Либерализм стал оружием Британской империи не только в силу успешной приватизации ею идеи человеческой свободы и, соответственно, принципов и идеалов освобождения, но и потому, что Британская империя (как затем США) успешно провозгласила себя его моделью, образцом и единственным подлинным источником. Соответственно, заимствование английских институтов в силу культурного влияния и исторического авторитета Англии (обеспеченного в первую очередь ее же учеными и деньгами) стало восприниматься как основное содержание развития, а сама оценка тех или иных обществ – определяться тем, насколько успешно они заимствуют (или имитируют) провозглашенные универсальными институты, принципы, подходы и ценности Англии.
«Ясно, что объективно это работало на ослабление стран – реципиентов либерализма, на подрыв их социально-экономического строя, на создание… проблем, которые неорганичны для нормального развития этих обществ, а потому не могут быть решены адекватным образом (результат – распад, революция или диктатура, ещё менее либеральная, чем предшествующая власть); наконец, на усиление зависимости от англосаксонского ядра в экономике, политике, идеологии…» [95].
Идея свободы, которую воплощал либерализм на первоначальном (самое позднее до 10-х годов XX века) этапе его становления и функционирования именно как великой идеологии, была превращена оседлавшей его Британской империей (вместе с её квинтэссенцией – лондонским Сити) в крайне эффективное оружие против континентальных империй.
Изучение и развитие всех и всяческих народов и народностей (прежде всего Европы), старательное пробуждение их самосознания, настойчивое провоцирование их на борьбу сначала за автономию, а затем и за отделение, отождествление сепаратизма со свободой и его всяческая пропаганда являлось борьбой отнюдь не за свободу народов (с которой большинство из этих народов, не имея собственного образованного и, главное, ответственного слоя, попросту не знало, что делать и, соответственно, заведомо не могло справиться и которая откровенно нелепо выглядела со стороны представителей крупнейшей колониальной империи), а против объединяющих эти народы империй, противостоящих Британской[171].
С государственной точки зрения эта борьба должна была раздробить наиболее значимых противников Британской империи, лишить их собственных ресурсов и отдать, наконец, континентальную Европу под власть Англии, осуществляемую прежде всего через непубличный контроль за местными элитами и финансовыми системами.

-*-

Ответьте на вопросы по фрагменту о либерализме.
1. До какого времени, самое позднее, длился первоначальный этап становления либерализма как великой идеологии?
2. Что названо квинтэссенцией Британской империи?
3. Через что прежде всего должна была осуществляться власть Англии над континентальной Европой?
Перечень, приводимый далее, с фрагментом о либерализме никак не связан.

[Перечень для разметки ограничивающих рамок]
-*-

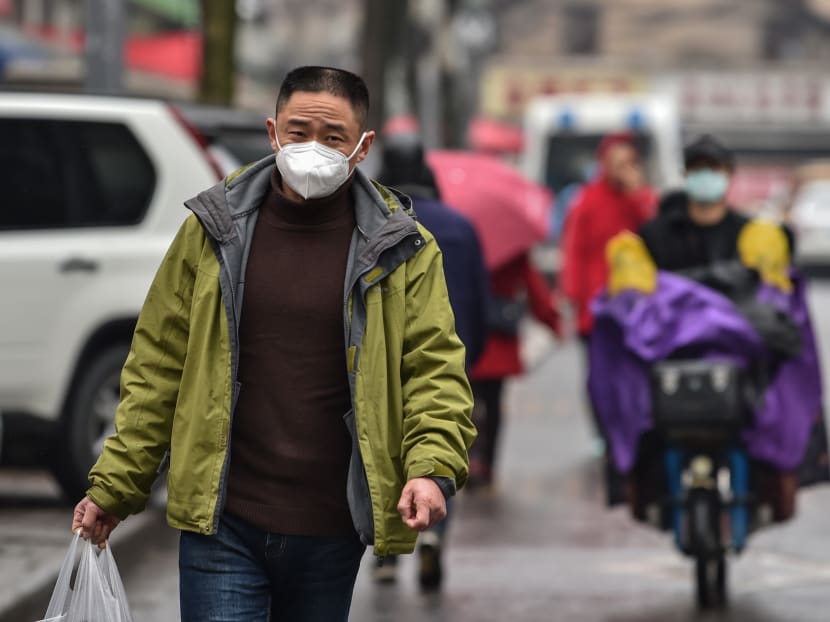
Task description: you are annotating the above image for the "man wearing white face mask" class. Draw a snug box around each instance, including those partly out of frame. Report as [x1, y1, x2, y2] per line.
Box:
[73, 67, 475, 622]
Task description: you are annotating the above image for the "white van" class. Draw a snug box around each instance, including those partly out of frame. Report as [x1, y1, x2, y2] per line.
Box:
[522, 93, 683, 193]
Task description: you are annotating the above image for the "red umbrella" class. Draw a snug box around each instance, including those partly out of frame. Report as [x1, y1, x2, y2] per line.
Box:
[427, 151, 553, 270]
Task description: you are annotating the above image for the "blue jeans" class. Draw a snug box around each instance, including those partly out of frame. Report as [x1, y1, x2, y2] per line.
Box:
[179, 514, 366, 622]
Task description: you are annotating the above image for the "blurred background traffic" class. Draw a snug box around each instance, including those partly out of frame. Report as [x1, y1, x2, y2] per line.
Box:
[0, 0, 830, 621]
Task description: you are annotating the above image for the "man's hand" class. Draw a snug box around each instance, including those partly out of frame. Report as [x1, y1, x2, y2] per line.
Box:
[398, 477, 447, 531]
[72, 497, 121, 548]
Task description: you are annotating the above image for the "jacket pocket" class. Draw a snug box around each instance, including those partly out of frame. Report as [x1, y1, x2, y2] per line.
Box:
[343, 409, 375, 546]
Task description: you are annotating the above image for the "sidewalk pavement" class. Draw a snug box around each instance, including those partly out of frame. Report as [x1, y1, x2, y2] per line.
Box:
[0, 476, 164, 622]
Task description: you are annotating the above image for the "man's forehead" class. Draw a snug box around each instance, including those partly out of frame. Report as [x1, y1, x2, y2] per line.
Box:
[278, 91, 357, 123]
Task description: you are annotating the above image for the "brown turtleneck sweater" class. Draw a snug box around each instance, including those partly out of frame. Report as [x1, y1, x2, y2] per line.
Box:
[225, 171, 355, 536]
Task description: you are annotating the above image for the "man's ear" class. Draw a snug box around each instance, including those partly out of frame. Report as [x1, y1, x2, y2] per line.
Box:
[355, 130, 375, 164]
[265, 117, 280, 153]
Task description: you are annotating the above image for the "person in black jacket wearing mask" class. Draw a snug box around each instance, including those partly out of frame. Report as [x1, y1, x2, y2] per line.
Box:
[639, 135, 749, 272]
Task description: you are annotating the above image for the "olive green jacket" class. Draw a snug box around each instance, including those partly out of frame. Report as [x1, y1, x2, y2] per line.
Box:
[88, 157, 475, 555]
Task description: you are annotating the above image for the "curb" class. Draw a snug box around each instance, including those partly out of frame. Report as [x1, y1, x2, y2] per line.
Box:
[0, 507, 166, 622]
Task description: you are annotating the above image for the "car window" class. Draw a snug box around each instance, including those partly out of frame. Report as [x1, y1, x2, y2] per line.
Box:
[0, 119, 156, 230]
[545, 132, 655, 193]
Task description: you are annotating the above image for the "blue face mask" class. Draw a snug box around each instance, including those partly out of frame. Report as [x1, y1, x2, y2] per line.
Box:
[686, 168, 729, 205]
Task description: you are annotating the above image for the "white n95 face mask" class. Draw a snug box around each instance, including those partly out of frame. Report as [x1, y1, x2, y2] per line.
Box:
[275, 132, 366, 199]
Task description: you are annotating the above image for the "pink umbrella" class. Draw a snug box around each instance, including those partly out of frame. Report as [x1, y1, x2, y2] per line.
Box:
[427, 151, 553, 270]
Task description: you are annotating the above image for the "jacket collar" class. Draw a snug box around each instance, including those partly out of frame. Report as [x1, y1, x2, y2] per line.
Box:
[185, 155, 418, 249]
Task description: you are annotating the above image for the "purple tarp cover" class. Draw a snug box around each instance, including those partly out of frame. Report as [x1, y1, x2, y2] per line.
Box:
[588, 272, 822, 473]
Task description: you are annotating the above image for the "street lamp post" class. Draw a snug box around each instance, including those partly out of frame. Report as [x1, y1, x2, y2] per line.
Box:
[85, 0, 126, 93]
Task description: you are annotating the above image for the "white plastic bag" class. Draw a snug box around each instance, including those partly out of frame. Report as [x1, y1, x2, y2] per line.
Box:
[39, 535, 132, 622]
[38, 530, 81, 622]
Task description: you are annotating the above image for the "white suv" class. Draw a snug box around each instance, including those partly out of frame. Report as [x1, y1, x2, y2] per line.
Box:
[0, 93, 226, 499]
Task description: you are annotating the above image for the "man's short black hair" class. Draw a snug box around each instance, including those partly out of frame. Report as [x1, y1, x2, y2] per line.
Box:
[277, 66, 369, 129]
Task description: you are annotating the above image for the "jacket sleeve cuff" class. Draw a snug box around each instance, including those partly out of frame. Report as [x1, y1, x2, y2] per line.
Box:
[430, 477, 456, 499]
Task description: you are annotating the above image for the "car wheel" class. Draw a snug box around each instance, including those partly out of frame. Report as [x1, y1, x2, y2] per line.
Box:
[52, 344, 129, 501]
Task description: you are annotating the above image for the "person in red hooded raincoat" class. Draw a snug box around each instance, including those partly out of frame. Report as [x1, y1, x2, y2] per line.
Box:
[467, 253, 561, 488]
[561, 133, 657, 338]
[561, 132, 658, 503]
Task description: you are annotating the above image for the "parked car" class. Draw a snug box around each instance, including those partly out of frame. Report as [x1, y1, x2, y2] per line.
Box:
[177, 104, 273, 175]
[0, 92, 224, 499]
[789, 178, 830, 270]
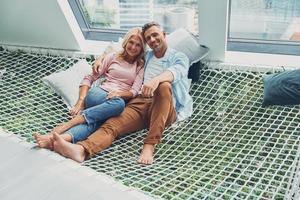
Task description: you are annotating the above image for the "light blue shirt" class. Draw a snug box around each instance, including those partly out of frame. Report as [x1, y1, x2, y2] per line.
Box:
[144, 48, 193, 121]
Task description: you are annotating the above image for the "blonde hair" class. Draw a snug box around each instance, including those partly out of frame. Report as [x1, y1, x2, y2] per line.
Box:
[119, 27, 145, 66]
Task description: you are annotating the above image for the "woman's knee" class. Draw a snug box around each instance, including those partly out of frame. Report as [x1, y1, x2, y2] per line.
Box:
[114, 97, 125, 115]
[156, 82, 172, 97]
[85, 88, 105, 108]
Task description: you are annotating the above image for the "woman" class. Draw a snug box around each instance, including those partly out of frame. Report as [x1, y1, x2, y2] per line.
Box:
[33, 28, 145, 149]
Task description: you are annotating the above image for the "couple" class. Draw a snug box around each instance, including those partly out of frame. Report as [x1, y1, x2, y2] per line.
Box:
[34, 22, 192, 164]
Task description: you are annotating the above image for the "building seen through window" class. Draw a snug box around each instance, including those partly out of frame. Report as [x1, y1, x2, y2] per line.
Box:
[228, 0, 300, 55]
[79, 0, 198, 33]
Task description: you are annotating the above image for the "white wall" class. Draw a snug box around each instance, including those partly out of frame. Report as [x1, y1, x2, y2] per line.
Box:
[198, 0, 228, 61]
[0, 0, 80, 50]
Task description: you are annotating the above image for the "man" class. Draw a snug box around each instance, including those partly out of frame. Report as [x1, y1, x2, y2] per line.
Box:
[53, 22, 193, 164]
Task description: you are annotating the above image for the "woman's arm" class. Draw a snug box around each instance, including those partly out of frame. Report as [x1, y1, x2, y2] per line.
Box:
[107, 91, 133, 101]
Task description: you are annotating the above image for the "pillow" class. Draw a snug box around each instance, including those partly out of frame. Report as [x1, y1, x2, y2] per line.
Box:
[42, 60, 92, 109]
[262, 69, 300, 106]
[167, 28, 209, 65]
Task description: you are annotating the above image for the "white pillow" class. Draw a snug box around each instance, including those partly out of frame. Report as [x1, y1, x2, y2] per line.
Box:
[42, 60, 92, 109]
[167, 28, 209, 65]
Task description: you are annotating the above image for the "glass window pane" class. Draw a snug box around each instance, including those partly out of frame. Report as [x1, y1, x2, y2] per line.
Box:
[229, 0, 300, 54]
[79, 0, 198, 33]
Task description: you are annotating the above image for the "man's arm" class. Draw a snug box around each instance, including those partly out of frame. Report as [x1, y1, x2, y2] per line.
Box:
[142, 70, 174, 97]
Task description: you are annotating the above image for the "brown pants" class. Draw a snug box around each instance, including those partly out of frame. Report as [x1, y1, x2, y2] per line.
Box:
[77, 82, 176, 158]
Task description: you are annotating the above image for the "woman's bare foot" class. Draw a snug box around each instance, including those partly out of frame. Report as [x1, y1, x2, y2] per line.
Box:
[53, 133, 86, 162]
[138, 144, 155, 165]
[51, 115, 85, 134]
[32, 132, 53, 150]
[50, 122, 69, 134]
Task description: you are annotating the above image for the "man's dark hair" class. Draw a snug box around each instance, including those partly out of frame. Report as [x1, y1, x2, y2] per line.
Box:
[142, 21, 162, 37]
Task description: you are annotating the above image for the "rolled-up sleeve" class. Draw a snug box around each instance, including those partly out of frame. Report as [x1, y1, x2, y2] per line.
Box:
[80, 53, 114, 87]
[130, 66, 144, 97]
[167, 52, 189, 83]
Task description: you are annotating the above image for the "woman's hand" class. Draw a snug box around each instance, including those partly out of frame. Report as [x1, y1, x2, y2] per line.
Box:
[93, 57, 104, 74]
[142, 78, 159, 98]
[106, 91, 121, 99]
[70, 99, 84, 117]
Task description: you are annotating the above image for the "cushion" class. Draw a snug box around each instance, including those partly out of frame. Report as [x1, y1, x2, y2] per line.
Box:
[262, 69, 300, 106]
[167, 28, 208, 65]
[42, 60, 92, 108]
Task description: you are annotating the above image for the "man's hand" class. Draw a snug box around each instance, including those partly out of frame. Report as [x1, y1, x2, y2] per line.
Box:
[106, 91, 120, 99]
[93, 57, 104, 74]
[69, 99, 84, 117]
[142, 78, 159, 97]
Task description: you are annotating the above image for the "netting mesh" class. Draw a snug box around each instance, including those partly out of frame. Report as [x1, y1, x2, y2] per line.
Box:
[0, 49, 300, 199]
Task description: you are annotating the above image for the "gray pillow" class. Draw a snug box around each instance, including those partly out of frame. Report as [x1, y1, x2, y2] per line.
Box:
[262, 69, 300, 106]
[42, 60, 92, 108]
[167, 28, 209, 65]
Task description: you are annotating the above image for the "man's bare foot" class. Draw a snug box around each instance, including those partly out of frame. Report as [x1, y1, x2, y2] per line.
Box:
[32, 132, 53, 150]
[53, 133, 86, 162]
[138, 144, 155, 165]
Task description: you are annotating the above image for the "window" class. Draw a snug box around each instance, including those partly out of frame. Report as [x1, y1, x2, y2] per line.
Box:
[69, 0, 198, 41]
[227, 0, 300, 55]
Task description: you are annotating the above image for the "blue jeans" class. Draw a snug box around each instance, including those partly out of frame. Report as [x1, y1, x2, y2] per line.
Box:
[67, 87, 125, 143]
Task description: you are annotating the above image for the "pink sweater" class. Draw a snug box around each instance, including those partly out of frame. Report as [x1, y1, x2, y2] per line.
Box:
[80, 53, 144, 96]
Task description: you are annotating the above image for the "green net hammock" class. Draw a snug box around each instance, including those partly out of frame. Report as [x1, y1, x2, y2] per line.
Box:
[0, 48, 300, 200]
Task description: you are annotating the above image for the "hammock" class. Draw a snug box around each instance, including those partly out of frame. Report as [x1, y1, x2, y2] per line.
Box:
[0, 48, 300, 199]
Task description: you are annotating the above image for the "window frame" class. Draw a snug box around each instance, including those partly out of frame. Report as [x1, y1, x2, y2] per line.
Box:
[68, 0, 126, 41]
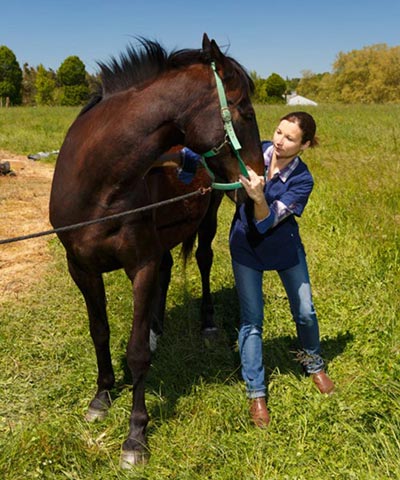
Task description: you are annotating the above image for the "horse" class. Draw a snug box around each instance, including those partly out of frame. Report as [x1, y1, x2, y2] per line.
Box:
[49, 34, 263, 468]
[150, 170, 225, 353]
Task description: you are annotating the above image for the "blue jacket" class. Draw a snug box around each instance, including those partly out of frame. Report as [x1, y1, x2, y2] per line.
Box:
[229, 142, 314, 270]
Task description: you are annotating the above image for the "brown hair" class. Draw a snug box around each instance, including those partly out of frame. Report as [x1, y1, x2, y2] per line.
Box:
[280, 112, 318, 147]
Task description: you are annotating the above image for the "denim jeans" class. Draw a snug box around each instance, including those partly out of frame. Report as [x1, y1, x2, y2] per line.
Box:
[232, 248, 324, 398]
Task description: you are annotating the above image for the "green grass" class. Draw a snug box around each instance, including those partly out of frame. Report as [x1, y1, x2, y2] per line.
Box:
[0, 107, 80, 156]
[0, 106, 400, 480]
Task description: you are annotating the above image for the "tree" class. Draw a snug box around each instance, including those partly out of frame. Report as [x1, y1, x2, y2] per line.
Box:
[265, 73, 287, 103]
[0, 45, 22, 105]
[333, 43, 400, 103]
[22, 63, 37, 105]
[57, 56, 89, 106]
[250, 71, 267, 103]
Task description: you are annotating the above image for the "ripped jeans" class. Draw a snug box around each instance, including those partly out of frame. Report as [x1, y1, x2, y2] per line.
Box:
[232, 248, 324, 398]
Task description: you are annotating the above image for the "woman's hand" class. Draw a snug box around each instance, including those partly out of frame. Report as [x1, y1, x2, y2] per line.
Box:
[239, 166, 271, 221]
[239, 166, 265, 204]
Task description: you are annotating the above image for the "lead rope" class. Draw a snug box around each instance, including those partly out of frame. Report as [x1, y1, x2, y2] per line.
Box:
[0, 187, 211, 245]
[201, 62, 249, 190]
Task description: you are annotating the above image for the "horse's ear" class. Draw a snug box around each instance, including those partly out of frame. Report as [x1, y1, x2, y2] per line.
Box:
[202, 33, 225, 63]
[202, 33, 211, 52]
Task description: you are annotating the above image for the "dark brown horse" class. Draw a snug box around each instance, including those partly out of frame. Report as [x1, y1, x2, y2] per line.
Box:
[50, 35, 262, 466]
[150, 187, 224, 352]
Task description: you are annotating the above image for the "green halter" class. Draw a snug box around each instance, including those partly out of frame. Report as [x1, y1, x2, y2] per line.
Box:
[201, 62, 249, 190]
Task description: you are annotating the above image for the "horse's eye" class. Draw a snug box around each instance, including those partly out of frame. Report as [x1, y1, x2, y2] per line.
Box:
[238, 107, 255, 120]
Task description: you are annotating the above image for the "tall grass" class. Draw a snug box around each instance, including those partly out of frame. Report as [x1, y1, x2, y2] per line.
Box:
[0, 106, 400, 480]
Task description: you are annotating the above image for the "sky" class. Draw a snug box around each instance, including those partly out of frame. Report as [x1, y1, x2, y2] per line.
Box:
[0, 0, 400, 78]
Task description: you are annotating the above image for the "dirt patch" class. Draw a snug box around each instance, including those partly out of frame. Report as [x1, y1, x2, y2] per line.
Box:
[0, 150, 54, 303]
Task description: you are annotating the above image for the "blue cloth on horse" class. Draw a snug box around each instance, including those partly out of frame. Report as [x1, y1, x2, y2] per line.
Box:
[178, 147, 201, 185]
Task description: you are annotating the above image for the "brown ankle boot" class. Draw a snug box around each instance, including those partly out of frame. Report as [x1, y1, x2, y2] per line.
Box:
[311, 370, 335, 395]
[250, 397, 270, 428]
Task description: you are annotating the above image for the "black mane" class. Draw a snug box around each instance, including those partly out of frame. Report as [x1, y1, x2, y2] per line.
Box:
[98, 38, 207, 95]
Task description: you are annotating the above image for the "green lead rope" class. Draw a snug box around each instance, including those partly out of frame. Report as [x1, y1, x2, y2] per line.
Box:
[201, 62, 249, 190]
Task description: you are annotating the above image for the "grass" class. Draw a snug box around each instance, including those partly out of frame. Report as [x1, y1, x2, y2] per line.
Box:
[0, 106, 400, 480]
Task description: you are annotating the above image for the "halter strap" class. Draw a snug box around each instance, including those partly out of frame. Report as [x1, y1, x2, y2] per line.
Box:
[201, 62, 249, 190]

-*-

- Выполненное задание
1. Самое позднее до 10-х годов XX века.
2. Лондонский Сити.
3. Через непубличный контроль за местными элитами и финансовыми системами.